━━━ Entries provided

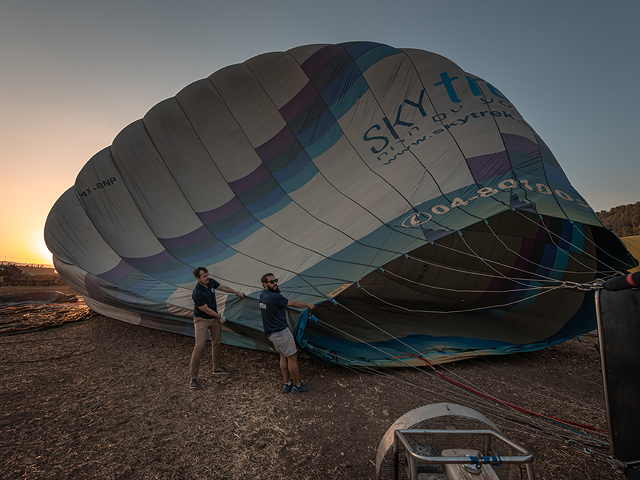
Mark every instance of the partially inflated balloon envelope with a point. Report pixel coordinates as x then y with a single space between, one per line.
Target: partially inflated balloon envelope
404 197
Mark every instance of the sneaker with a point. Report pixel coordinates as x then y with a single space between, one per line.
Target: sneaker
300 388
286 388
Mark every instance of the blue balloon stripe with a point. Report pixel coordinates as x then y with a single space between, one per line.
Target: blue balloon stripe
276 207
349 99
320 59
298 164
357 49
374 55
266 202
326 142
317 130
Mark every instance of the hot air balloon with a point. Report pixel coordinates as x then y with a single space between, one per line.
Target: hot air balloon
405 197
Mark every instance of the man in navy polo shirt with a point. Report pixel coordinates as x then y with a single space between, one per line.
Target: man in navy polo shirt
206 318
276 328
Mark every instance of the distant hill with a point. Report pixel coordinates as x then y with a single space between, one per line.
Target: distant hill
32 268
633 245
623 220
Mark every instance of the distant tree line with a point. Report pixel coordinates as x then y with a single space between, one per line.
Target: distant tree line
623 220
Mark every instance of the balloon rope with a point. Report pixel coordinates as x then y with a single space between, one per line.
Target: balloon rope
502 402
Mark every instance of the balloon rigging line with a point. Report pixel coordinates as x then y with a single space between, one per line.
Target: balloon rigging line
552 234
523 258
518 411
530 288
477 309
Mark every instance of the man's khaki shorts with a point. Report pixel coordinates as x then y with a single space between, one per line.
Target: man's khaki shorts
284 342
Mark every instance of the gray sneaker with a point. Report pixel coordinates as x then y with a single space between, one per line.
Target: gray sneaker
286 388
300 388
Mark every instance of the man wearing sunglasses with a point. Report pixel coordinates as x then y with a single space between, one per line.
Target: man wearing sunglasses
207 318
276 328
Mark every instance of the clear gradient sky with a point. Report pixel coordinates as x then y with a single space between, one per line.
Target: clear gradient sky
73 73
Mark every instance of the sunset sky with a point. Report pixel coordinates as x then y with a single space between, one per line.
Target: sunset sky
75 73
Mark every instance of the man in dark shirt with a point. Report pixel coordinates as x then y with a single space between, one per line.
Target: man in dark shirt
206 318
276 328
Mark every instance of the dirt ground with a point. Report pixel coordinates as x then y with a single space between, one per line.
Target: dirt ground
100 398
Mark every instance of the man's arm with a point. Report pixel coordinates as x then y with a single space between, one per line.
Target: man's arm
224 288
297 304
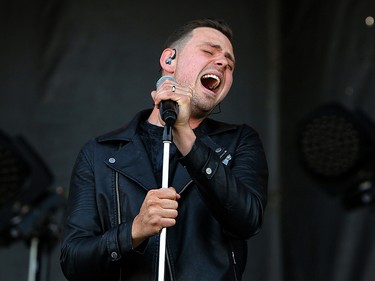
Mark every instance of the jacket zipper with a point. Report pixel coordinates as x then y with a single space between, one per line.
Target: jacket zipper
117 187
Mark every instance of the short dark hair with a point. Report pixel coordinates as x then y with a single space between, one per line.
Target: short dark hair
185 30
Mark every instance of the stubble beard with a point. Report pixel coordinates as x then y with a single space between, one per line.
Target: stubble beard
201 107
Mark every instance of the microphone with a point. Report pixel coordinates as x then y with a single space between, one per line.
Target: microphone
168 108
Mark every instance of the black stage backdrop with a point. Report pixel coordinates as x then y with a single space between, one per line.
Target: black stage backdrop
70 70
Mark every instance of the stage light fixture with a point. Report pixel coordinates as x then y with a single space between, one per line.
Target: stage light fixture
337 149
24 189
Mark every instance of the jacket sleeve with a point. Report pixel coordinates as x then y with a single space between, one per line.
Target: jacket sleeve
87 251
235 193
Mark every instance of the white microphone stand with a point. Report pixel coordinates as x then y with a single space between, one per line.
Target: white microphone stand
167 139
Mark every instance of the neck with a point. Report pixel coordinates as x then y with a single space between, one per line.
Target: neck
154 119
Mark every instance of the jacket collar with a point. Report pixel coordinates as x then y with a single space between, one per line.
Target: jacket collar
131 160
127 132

━━━━━━
━━━ Entries provided

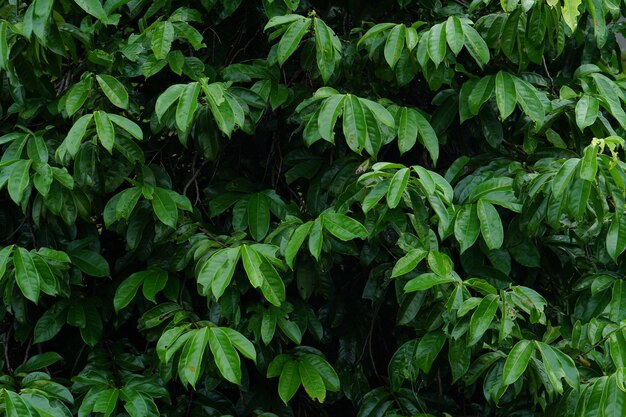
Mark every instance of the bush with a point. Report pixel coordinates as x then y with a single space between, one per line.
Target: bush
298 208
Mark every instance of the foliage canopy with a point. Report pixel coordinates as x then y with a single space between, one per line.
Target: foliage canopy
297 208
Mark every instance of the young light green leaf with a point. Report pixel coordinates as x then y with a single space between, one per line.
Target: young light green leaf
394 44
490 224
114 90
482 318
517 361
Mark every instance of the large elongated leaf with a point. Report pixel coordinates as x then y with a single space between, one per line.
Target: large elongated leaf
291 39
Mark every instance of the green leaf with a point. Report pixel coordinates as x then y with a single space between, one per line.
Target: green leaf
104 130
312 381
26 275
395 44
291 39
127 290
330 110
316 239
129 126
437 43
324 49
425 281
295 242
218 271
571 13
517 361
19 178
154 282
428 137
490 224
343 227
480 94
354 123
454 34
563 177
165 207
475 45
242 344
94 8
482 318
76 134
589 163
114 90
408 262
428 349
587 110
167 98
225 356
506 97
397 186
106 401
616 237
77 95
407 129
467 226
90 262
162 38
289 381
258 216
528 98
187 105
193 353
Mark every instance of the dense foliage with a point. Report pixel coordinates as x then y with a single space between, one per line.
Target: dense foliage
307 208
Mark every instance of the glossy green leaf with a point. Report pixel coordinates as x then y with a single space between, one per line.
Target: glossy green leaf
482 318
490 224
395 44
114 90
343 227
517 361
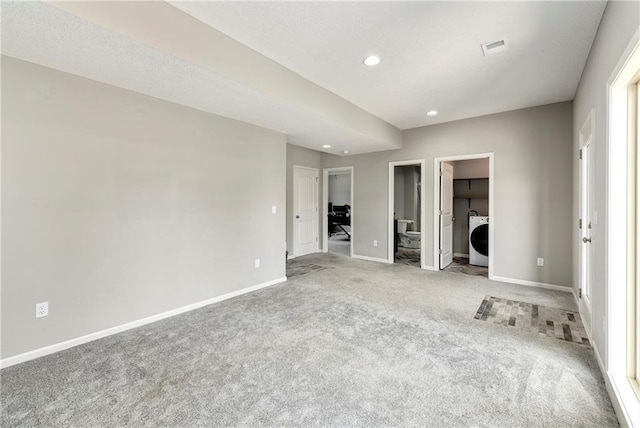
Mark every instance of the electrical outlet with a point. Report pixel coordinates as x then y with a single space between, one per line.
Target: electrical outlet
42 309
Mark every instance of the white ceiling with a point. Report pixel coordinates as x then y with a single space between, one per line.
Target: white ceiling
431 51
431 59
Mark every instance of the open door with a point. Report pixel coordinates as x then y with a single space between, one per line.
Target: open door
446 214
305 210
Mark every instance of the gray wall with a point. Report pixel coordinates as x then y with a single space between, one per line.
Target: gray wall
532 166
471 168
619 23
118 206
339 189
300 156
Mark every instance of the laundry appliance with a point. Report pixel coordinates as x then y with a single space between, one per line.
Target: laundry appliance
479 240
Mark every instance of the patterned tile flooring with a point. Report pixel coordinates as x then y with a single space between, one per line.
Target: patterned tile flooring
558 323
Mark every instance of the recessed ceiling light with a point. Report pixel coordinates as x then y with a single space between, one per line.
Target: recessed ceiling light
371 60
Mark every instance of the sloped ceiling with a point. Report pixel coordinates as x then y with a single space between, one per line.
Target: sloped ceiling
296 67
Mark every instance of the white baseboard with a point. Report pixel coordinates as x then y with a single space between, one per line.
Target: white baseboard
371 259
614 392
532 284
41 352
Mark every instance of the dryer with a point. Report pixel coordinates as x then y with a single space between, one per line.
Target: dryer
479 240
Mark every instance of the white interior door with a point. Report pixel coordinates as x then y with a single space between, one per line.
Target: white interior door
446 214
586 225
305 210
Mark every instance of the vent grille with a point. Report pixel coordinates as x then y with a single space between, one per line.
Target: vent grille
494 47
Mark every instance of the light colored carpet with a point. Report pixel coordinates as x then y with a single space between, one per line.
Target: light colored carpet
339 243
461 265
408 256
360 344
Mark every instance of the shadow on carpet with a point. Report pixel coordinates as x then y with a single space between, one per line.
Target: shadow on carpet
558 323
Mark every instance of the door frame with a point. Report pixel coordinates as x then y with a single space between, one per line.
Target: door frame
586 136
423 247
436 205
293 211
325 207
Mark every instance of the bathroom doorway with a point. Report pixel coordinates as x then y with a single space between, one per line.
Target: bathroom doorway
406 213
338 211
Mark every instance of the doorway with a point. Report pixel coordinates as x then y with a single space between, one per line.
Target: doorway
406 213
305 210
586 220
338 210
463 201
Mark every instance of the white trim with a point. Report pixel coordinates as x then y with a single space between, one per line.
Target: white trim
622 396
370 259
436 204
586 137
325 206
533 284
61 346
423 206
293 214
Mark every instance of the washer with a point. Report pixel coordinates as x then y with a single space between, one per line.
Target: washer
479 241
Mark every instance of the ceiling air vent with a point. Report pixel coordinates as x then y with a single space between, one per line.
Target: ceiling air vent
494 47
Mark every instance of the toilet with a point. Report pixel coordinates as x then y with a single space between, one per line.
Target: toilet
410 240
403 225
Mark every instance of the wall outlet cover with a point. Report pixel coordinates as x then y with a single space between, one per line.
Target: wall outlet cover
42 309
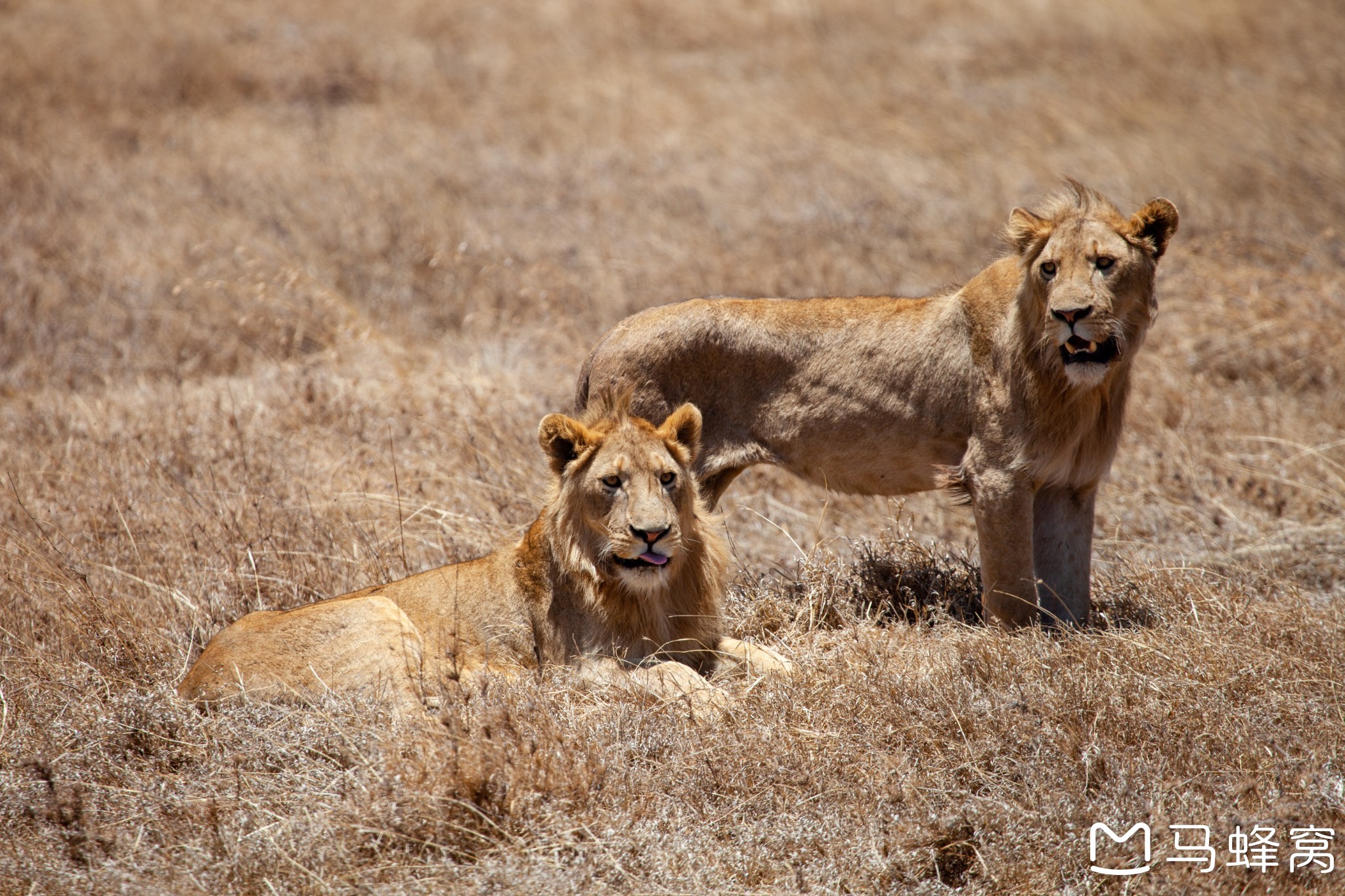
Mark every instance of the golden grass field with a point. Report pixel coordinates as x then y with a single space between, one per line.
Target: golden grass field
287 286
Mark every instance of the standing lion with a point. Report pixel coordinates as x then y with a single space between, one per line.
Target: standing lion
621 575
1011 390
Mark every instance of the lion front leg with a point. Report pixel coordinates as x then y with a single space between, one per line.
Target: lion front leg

━━━━━━
━━━ Entries provided

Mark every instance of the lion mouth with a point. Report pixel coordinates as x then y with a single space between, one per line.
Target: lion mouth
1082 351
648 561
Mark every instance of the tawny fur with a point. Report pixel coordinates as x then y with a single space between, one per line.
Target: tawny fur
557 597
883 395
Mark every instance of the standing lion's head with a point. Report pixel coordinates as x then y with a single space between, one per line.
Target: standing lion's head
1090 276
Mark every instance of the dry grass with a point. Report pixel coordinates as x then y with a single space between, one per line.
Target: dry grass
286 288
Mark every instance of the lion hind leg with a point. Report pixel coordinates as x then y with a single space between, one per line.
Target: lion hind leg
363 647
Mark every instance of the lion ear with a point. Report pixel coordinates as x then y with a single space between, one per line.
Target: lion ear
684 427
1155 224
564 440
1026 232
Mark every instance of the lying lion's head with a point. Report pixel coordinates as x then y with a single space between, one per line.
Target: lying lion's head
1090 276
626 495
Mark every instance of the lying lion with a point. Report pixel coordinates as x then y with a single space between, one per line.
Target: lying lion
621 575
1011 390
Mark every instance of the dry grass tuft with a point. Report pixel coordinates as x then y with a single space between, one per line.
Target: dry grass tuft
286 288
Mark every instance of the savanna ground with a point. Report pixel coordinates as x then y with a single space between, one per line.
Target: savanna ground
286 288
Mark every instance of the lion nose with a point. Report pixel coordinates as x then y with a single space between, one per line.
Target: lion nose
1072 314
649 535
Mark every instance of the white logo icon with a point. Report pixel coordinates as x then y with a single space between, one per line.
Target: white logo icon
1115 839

━━━━━━

__Work item__. Considering only the material above, set down every line from the one with "Mark every instance of the patterned" to the one with "Mark every instance of the doorway", inclusive, exactly as written.

__Output__.
Mark every instance of the patterned tile flooring with a point. Report pixel coordinates as x then y with a single space between, one per line.
Target: patterned tile flooring
558 323
Mark every instance of the recessed ceiling light with a point. Report pixel coordinates as x then y with a single space between, one per line.
Target: recessed ceiling light
371 60
Mark every instance of the sloped ceiling with a point. Report pixel coordinates as x then y with a single space between, one per line.
Target: sloped ceiling
296 67
Mark every instance of the white baseboard with a point. Report pixel coordinates as x then y with a single space between, one per line.
Target: white baseboard
371 259
614 392
532 284
41 352
Mark every instance of the dryer with a point. Report pixel coordinates as x then y with a single space between, one per line.
Target: dryer
479 240
Mark every instance of the white interior door with a point. Report pixel coordinates as x then y with a single space between, one per line.
Target: white interior door
446 214
586 225
305 210
Mark every instance of the vent grille with a point. Report pixel coordinates as x then y with a single space between, one per line.
Target: vent grille
494 47
Mark every instance of the light colored carpet with a point. Report pixel coordinates as x then y with a single space between, one per line.
Target: light colored carpet
339 243
461 265
408 256
360 344
Mark every instance of the shadow on carpet with a point. Report pixel coordinates as x then y with a single space between, one per line.
Target: shadow on carpet
558 323
Mark every instance of the door frame with a point. Report pixel coordinates as x then y with a single space between, one per line.
Target: door frame
586 136
423 247
436 205
293 211
325 207
Mark every instance of the bathroom doorway with a point. Report pixel coordinates as x then y with a single space between, one per line.
Target: bathroom doorway
406 213
338 211
Mark every instance of the doorway with a point. Report pixel coordinates as x then y with a single space between, one per line.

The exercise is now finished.